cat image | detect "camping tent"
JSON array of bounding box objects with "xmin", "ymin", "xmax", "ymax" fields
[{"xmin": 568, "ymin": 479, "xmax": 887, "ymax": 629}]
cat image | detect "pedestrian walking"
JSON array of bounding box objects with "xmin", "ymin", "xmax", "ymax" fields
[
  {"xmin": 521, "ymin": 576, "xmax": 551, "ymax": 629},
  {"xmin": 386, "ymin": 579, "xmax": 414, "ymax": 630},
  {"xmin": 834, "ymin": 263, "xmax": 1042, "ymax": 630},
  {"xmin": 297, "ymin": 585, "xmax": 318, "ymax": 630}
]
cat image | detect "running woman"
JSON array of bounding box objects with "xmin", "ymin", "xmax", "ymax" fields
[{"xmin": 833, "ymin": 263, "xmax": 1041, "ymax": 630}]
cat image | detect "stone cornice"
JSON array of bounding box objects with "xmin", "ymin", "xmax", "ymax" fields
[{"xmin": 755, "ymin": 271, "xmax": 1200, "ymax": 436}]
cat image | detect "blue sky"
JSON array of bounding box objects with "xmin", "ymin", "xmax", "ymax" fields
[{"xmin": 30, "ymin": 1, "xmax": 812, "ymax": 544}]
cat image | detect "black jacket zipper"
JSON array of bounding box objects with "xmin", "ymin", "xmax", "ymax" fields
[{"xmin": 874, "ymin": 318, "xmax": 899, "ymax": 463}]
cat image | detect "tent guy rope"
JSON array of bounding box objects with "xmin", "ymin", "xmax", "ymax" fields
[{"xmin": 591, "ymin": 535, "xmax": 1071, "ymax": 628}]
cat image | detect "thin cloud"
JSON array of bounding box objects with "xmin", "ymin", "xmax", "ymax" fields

- - - - - - -

The number of lines in the data that contain the word "tent" is all that should be stated.

2